AUFGABE:
Gib die folgenden Zeilen als nummerierte Liste wieder und lass dabei die Leerzeilen weg. Die Bilder kommen nicht in die Antwort.

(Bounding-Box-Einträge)
┌──

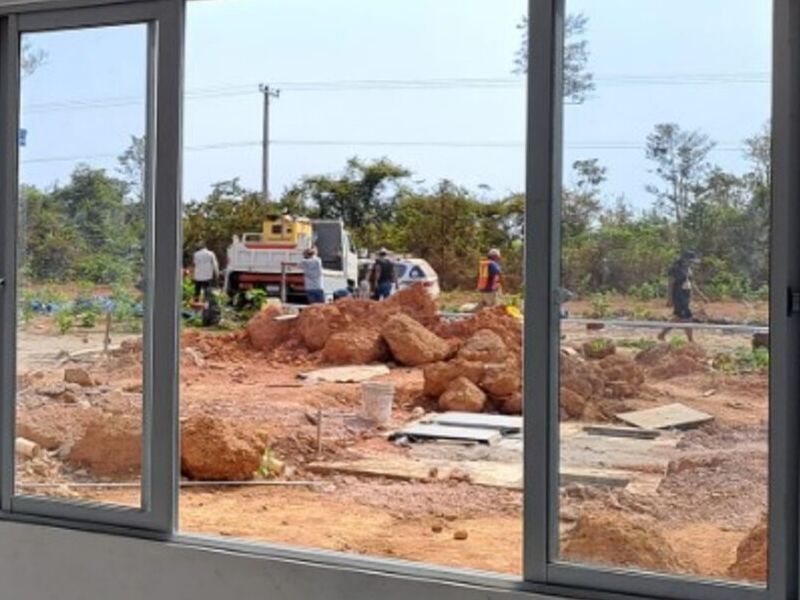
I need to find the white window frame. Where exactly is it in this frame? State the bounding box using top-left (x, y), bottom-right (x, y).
top-left (0, 0), bottom-right (800, 600)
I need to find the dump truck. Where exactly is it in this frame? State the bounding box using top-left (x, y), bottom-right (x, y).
top-left (225, 215), bottom-right (358, 304)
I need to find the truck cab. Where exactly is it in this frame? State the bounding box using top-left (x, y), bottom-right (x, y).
top-left (225, 215), bottom-right (358, 303)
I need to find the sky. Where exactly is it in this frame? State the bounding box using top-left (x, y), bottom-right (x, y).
top-left (15, 0), bottom-right (772, 208)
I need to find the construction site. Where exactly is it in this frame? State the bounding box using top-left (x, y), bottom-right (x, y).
top-left (16, 286), bottom-right (769, 582)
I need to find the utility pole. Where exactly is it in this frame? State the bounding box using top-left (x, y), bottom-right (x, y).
top-left (258, 83), bottom-right (281, 204)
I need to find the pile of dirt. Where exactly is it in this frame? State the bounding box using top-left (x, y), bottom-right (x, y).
top-left (381, 314), bottom-right (453, 367)
top-left (434, 306), bottom-right (522, 356)
top-left (424, 329), bottom-right (522, 414)
top-left (636, 343), bottom-right (708, 379)
top-left (728, 514), bottom-right (769, 582)
top-left (560, 354), bottom-right (645, 421)
top-left (597, 354), bottom-right (644, 399)
top-left (67, 413), bottom-right (142, 478)
top-left (245, 285), bottom-right (439, 364)
top-left (181, 415), bottom-right (265, 481)
top-left (322, 327), bottom-right (389, 365)
top-left (16, 404), bottom-right (102, 450)
top-left (245, 304), bottom-right (296, 353)
top-left (561, 513), bottom-right (694, 573)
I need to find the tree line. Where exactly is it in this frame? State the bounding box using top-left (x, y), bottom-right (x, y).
top-left (20, 123), bottom-right (770, 300)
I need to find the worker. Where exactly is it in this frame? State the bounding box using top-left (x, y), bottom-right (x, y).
top-left (658, 250), bottom-right (708, 342)
top-left (478, 248), bottom-right (503, 307)
top-left (371, 248), bottom-right (397, 300)
top-left (300, 248), bottom-right (325, 304)
top-left (192, 242), bottom-right (219, 300)
top-left (333, 279), bottom-right (358, 302)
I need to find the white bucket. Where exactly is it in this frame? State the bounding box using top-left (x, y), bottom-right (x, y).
top-left (361, 381), bottom-right (394, 425)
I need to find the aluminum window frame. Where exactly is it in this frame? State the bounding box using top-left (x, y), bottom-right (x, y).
top-left (524, 0), bottom-right (800, 600)
top-left (0, 0), bottom-right (183, 532)
top-left (0, 0), bottom-right (800, 600)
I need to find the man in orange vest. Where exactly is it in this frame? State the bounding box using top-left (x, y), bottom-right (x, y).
top-left (478, 248), bottom-right (503, 307)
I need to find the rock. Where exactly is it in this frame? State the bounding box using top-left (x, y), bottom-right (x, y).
top-left (423, 358), bottom-right (484, 398)
top-left (439, 377), bottom-right (486, 413)
top-left (598, 354), bottom-right (644, 398)
top-left (67, 413), bottom-right (142, 477)
top-left (636, 343), bottom-right (708, 379)
top-left (560, 512), bottom-right (692, 573)
top-left (297, 304), bottom-right (346, 352)
top-left (752, 333), bottom-right (769, 350)
top-left (36, 383), bottom-right (67, 398)
top-left (496, 392), bottom-right (523, 415)
top-left (322, 329), bottom-right (389, 365)
top-left (582, 338), bottom-right (617, 360)
top-left (381, 314), bottom-right (451, 367)
top-left (458, 329), bottom-right (508, 364)
top-left (560, 387), bottom-right (586, 419)
top-left (181, 415), bottom-right (265, 481)
top-left (245, 304), bottom-right (294, 352)
top-left (64, 368), bottom-right (94, 387)
top-left (728, 515), bottom-right (769, 583)
top-left (479, 360), bottom-right (522, 398)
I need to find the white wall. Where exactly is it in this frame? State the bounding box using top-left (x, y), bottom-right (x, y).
top-left (0, 523), bottom-right (564, 600)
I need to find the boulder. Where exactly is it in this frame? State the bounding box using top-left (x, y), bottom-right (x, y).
top-left (561, 512), bottom-right (693, 573)
top-left (559, 387), bottom-right (586, 419)
top-left (458, 329), bottom-right (508, 364)
top-left (496, 392), bottom-right (523, 415)
top-left (181, 415), bottom-right (265, 481)
top-left (439, 377), bottom-right (486, 413)
top-left (67, 413), bottom-right (142, 478)
top-left (423, 358), bottom-right (484, 398)
top-left (245, 304), bottom-right (294, 352)
top-left (64, 368), bottom-right (94, 387)
top-left (381, 314), bottom-right (451, 367)
top-left (598, 354), bottom-right (644, 398)
top-left (728, 515), bottom-right (769, 583)
top-left (322, 329), bottom-right (389, 365)
top-left (582, 338), bottom-right (617, 360)
top-left (479, 360), bottom-right (522, 398)
top-left (297, 304), bottom-right (346, 352)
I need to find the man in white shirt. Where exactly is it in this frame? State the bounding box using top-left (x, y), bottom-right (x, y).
top-left (300, 248), bottom-right (325, 304)
top-left (193, 242), bottom-right (219, 299)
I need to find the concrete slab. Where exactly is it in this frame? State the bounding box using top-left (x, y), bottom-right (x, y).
top-left (298, 365), bottom-right (391, 383)
top-left (617, 403), bottom-right (714, 429)
top-left (389, 422), bottom-right (503, 445)
top-left (422, 412), bottom-right (522, 433)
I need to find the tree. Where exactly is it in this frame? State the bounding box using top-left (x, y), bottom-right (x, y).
top-left (117, 135), bottom-right (147, 201)
top-left (645, 123), bottom-right (715, 225)
top-left (392, 180), bottom-right (485, 289)
top-left (183, 178), bottom-right (277, 264)
top-left (283, 158), bottom-right (411, 247)
top-left (514, 13), bottom-right (595, 104)
top-left (561, 158), bottom-right (607, 237)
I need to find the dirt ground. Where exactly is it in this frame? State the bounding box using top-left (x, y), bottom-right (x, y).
top-left (10, 303), bottom-right (768, 578)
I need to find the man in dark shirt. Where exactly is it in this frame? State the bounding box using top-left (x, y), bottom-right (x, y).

└──

LÖSUNG:
1. I need to find the white window frame. Where exactly is it in this frame? State the bounding box using top-left (x, y), bottom-right (x, y).
2. top-left (0, 0), bottom-right (800, 600)
3. I need to find the dump truck. Where exactly is it in this frame? State the bounding box using top-left (x, y), bottom-right (x, y).
4. top-left (225, 215), bottom-right (358, 304)
5. I need to find the truck cab. Where exactly is it in this frame? State the bounding box using top-left (x, y), bottom-right (x, y).
6. top-left (225, 215), bottom-right (358, 303)
7. I need to find the sky. Where exactly is it in this frame? State the bounding box using top-left (x, y), bottom-right (x, y).
8. top-left (15, 0), bottom-right (772, 208)
9. I need to find the construction site. Where exactly is it in this frame? State the bounding box using top-left (x, y), bottom-right (x, y).
10. top-left (16, 286), bottom-right (769, 582)
11. I need to find the utility pole. Where exactly is it in this frame? State the bounding box using top-left (x, y), bottom-right (x, y).
12. top-left (258, 83), bottom-right (281, 204)
13. I need to find the pile of dirt. Where exactly is it in this frame? State the bounding box using top-left (x, y), bottom-right (x, y).
14. top-left (381, 314), bottom-right (453, 367)
15. top-left (434, 306), bottom-right (522, 356)
16. top-left (424, 329), bottom-right (522, 414)
17. top-left (636, 343), bottom-right (708, 379)
18. top-left (728, 514), bottom-right (769, 582)
19. top-left (560, 354), bottom-right (645, 421)
20. top-left (597, 354), bottom-right (644, 399)
21. top-left (67, 413), bottom-right (142, 478)
22. top-left (245, 285), bottom-right (439, 364)
23. top-left (181, 415), bottom-right (265, 481)
24. top-left (322, 327), bottom-right (389, 365)
25. top-left (16, 404), bottom-right (102, 450)
26. top-left (245, 304), bottom-right (296, 353)
27. top-left (561, 513), bottom-right (694, 573)
28. I need to find the tree line. Where exactly is it in this frame? State the bounding box using top-left (x, y), bottom-right (x, y).
29. top-left (20, 123), bottom-right (770, 300)
30. I need to find the worker. Where exactly is it in this frame? State the bounding box using top-left (x, y), bottom-right (x, y).
31. top-left (658, 250), bottom-right (708, 342)
32. top-left (478, 248), bottom-right (503, 307)
33. top-left (371, 248), bottom-right (397, 300)
34. top-left (300, 248), bottom-right (325, 304)
35. top-left (192, 242), bottom-right (219, 300)
36. top-left (333, 279), bottom-right (358, 302)
37. I need to find the white bucket. Where exactly is it in this frame? State the bounding box using top-left (x, y), bottom-right (x, y).
38. top-left (361, 381), bottom-right (394, 425)
39. I need to find the aluminum window frame. Where exactly is it in this frame? State the bounding box using top-left (x, y), bottom-right (x, y).
40. top-left (524, 0), bottom-right (800, 600)
41. top-left (0, 0), bottom-right (183, 532)
42. top-left (0, 0), bottom-right (800, 600)
43. I need to find the man in orange vest. Where exactly is it in this frame? State the bounding box using top-left (x, y), bottom-right (x, y).
44. top-left (478, 248), bottom-right (503, 307)
45. I need to find the rock. Where exactly is it in this frame? State the bounding box using top-left (x, y), bottom-right (x, y).
46. top-left (423, 358), bottom-right (484, 398)
47. top-left (439, 377), bottom-right (486, 413)
48. top-left (598, 354), bottom-right (644, 398)
49. top-left (67, 413), bottom-right (142, 477)
50. top-left (636, 343), bottom-right (708, 379)
51. top-left (560, 512), bottom-right (692, 573)
52. top-left (297, 304), bottom-right (346, 352)
53. top-left (752, 333), bottom-right (769, 350)
54. top-left (36, 383), bottom-right (67, 398)
55. top-left (496, 392), bottom-right (523, 415)
56. top-left (322, 329), bottom-right (389, 365)
57. top-left (582, 338), bottom-right (617, 360)
58. top-left (381, 314), bottom-right (451, 367)
59. top-left (458, 329), bottom-right (508, 364)
60. top-left (560, 387), bottom-right (586, 419)
61. top-left (181, 415), bottom-right (265, 481)
62. top-left (245, 304), bottom-right (294, 352)
63. top-left (64, 368), bottom-right (94, 387)
64. top-left (728, 515), bottom-right (769, 583)
65. top-left (479, 360), bottom-right (522, 398)
66. I need to find the white wall. Where exactly is it in this frame? State the bounding box using top-left (x, y), bottom-right (x, y).
67. top-left (0, 523), bottom-right (564, 600)
68. I need to find the boulder. Where exactly is it in this frame? State the bounding box using top-left (x, y), bottom-right (x, y).
69. top-left (561, 512), bottom-right (693, 573)
70. top-left (559, 387), bottom-right (586, 419)
71. top-left (458, 329), bottom-right (508, 364)
72. top-left (496, 392), bottom-right (523, 415)
73. top-left (181, 415), bottom-right (265, 481)
74. top-left (439, 377), bottom-right (486, 413)
75. top-left (67, 413), bottom-right (142, 478)
76. top-left (423, 358), bottom-right (484, 398)
77. top-left (245, 304), bottom-right (294, 352)
78. top-left (64, 368), bottom-right (94, 387)
79. top-left (381, 314), bottom-right (451, 367)
80. top-left (598, 354), bottom-right (644, 398)
81. top-left (728, 515), bottom-right (769, 583)
82. top-left (322, 329), bottom-right (389, 365)
83. top-left (582, 338), bottom-right (617, 360)
84. top-left (479, 360), bottom-right (522, 398)
85. top-left (297, 304), bottom-right (346, 352)
86. I need to find the man in white shirt. Where exactly is it in this frame? State the bounding box using top-left (x, y), bottom-right (x, y).
87. top-left (300, 248), bottom-right (325, 304)
88. top-left (193, 242), bottom-right (219, 299)
89. I need to find the concrete slab. Where exactly is it in this frame? State the bounding box using top-left (x, y), bottom-right (x, y).
90. top-left (298, 365), bottom-right (391, 383)
91. top-left (617, 403), bottom-right (714, 429)
92. top-left (389, 422), bottom-right (503, 445)
93. top-left (422, 412), bottom-right (522, 433)
94. I need to find the tree. Where exactly is it in this frame? State the bounding box using top-left (x, y), bottom-right (x, y).
95. top-left (117, 135), bottom-right (147, 201)
96. top-left (645, 123), bottom-right (715, 225)
97. top-left (392, 180), bottom-right (485, 289)
98. top-left (183, 178), bottom-right (277, 264)
99. top-left (283, 158), bottom-right (411, 247)
100. top-left (514, 13), bottom-right (595, 104)
101. top-left (561, 158), bottom-right (607, 237)
102. I need to find the dirt ground. Where exactly is it in this frame? State the bounding box using top-left (x, y), bottom-right (x, y).
103. top-left (10, 303), bottom-right (768, 578)
104. I need to find the man in dark shirt. Where exactly is it in this frame? State the bounding box using top-left (x, y), bottom-right (x, y).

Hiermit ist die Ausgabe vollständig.